TAREA ASIGNADA 1:
Según el fragmento sobre las medidas del gobierno chino, ¿de qué plazo disponen los servidores autorizados de Internet para dar información detallada sobre sus negocios al Ministerio de Industria de la Información?
◇ ◇ ◇ ◇
El gobierno chino festejó el domingo el 51 aniversario de su
fundación con el arresto de cientos de integrantes de la secta Falun Gong.
Aunque sin sangre, Tien An Men volvió a ser escenario de coreografías
policiales para la preservación de la disciplina espiritual y de la fidelidad
al partido.
Un día más tarde, ayer, se produjo un gesto más
significativo, si cabe, de la determinación de impedir la propagación de ideas
exóticas: el diario oficial anunció un paquete de medidas drásticas --aprobadas
hace dos semanas por el gabinete-- para impedir la difusión en Internet de
materiales subversivos que dañen la reputación del gobierno, perjudiquen la
reunificación con Taiwán o difundan cultos religiosos no autorizados.
Según un cable tempranero de Reuters, las autoridades de
Pekín advirtieron a las empresas proveedoras de acceso y de contenidos que
deben mantener un estricto registro del material y de los usuarios, y entregar
tales registros a la policía cuando así se les requiera. Los servidores
autorizados de Internet cuentan con un plazo de 60 días, a partir de ayer, para
dar información detallada sobre sus negocios al Ministerio de Industria de la
Información, y cualquier violación de esas disposiciones causará multa o
clausura.
◇ ◇ ◇ ◇
TAREA ASIGNADA 2:
Escala los registros desde la línea que contiene "phrase -- blue plaid apron" hasta el final de los registros, ambos extremos incluidos, y vuelve a escribir todas esas líneas sin omitir ninguna. Multiplica por 1,35 cada coordenada de las respuestas y redondea a números enteros, con las mitades hacia arriba.
◇ ◇ ◇ ◇
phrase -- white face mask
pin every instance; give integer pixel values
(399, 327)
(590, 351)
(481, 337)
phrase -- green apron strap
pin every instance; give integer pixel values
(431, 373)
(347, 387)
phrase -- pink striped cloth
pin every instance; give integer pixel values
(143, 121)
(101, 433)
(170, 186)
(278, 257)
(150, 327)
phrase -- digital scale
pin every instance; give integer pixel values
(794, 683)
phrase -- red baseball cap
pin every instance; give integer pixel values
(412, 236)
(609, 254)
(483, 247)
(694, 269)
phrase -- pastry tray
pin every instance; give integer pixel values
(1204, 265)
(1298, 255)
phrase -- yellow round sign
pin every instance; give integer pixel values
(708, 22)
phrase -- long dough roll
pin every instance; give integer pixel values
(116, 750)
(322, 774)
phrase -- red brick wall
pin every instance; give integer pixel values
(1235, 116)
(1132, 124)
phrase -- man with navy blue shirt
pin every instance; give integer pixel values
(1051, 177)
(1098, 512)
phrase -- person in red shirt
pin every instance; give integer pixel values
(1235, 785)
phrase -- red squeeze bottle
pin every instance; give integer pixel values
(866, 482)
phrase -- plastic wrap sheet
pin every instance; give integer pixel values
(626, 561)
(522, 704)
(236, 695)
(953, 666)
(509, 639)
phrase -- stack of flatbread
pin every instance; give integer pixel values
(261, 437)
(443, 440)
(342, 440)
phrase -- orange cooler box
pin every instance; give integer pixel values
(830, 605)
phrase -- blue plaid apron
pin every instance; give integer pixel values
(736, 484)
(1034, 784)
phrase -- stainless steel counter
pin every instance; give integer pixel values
◇ ◇ ◇ ◇
SOLUCIÓN 1:
De 60 días.

SOLUCIÓN 2:
phrase -- blue plaid apron
pin every instance; give integer pixel values
(994, 653)
(1396, 1058)
phrase -- stainless steel counter
pin every instance; give integer pixel values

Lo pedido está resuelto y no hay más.